I have a couple of big silver maples, 40 years old and about three feet
in diameter.


stuff snipped

What is the best way to stop the damage and make the trees live longer?


I'm getting ready to fabricate traps out of 55 gal barrels, and some 4"

PVC.

I knew there was going to be trouble dumping all that nuclear waste in
Nevada! Them's some might big squirrels you're looking to catch, pahdner.
(-: My wife absolutely hates even have the little 3' Hav-a-harts scattered
around the house. She would go into full-scale rebellion if I put 55 gal
drums around. But I do admire the one-step nature of your solution.

I used to put the whole trap in a heavyweight clear plastic bag and then
spray enough ether (starting fluid spray) to know them out for transport.
My wife hated that method since it tended to fill the house with ether
fumes. "The neighbors will think we're running a meth lab!" The auto store
clerk looked at me like I was a huffer when I'd pick up six cans of the
stuff when it went on sale.

Another reason to dispatch them quickly is that the older ones are usually
crawling with parasites of all sorts. A fair number of them are crippled,
too, missing eyes and ears or having some other malady (one had what looked
very much like a small caliber "through and through" wound. I sextuple bag
them to make sure the parasite don't jump ship and end up on my dog.

Now, I have converted a cattle prod to just stun them with stun being a
euphemism for electrocute. Very quick and mostly painless from what I can
tell. I used to spend considerable time and effort to relocate them to the
park, but after the one got loose in the van and climbed up onto my head
(Gott what sharp, nastly claws) and another bit my thumb during the transfer
process, it was no more Mr. Nice Guy. As I am sure you've noticed, they
look just like kissing cousins of rats when they're soaking wet and that
cute fluffy tail slicks down to a narrow diameter.

I'm sure those brought on Bambi are horrified, but that one damn squirrel
that spent a week in my house did thousands of dollars of damage to all the
Andersen windows in the house trying to chew his way out. The molding and
woodwork on the basement casement-style windows got particularly savaged.
My feeling is once you come onto my turf, you've earned whatever happens.

_EXERCISE INSTRUCTIONS:_
a. According to the squirrel post, what device did the writer convert to stun the squirrels?
b. Write what comes next in the squirrel post, picking up after its final sentence.
The data that comes after this has no connection to the squirrel post.

_GIVEN INFORMATION:_
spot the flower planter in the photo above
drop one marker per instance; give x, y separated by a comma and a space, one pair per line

_OUTPUTS IN ORDER:_
a. A cattle prod.

b.
Squirrel or burglar. I still find ossified squirrel turds on upper shelves,
on top of the free-standing bookcases, etc. In the spring and fall, I can
catch up to 7 a day and sometimes they're just waiting around for me to
reset the trap. Aside from the damage, the little suckers are always
activating the front door motion sensor. When it chimes three time in an
hour, out go the traps.

The three foot or so PVC has a tipping point slightly off center so it
resets itself. It is open on both ends, but placed so the squirrel goes

in
one end. There's a trigger on the bait. When he reaches the bait and
trigger, he's well past the balance point. When he hits the bait

trigger,
the tube is released, and it pivots. His weight causes him instantly to
plummet into 18" of water.


Clever! Put it over a fire and you've got yourself Chunky Squirrel Soup. I
surprised they don't figure out a way to get out. I guess it's hard to jump
up from the water. I've seen them to some pretty impressive vertical leaps.
I also watch them just hanging off the "squirrel guard" on my neighbor's
bird feeder like little Flying Wallendas.

The tube resets itself under its own weight and
balance point. The bait stays put, either being peanut butter slathered
inside the tube, or pecans wired on the trigger. It's a reusable trap and
resets itself. I built one last year, and it worked good. I intend to

make
four this year so we can try to keep the squirrels under control and out

of
our fruit trees.


I have a wonderful elderly neighbor who has four or five bird feeders around
her house. Ever since they went up, the squirrel population skyrocketed as
well. I'm practicing ZSPG - zero squirrel population growth.

--
Bobby G.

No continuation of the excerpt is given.